[STUDY MATERIAL]

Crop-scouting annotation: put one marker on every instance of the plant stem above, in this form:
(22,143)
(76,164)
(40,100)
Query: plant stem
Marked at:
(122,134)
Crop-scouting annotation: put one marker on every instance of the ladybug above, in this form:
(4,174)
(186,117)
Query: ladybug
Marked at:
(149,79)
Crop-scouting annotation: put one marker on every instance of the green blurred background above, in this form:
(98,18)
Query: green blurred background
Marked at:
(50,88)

[/STUDY MATERIAL]
[STUDY MATERIAL]

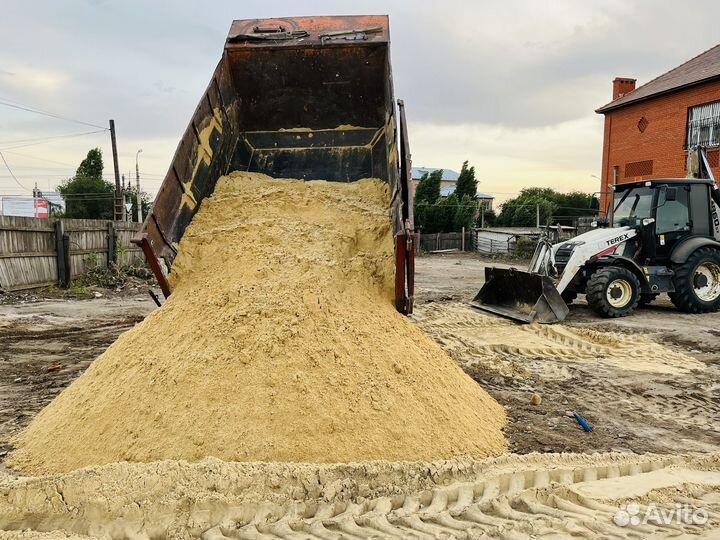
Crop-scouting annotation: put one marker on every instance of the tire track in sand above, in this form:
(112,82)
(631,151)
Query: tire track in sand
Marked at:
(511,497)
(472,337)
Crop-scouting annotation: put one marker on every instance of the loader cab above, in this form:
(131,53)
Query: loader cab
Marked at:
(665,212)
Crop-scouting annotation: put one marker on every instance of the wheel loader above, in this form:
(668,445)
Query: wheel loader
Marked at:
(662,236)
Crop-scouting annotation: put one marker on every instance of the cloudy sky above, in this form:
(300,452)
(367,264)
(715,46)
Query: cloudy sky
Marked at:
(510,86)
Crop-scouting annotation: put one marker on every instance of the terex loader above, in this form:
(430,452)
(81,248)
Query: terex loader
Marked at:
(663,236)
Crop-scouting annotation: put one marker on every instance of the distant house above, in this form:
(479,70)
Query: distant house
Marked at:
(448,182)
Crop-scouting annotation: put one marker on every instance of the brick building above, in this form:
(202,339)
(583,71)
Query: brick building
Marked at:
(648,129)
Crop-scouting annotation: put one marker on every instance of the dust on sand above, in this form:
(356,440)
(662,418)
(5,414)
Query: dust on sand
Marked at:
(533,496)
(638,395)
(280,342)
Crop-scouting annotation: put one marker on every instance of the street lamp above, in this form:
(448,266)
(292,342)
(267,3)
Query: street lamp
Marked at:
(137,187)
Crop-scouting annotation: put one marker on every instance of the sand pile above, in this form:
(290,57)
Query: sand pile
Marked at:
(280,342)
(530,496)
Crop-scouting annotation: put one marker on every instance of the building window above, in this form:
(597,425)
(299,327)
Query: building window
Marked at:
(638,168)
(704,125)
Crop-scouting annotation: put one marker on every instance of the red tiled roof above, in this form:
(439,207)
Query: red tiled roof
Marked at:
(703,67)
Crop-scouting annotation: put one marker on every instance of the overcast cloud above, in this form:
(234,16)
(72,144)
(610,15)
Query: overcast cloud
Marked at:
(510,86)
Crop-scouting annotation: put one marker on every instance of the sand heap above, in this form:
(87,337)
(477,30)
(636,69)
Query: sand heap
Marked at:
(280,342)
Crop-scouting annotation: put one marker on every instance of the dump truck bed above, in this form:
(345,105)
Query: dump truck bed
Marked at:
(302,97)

[/STUDY MATERIAL]

§ WHAT YOU SHOULD DO: If a line above holds the word "plant", copy it.

§ TASK RESULT:
Crop-scouting annotation: put one marker on every instance of the plant stem above, in this form:
Query: plant stem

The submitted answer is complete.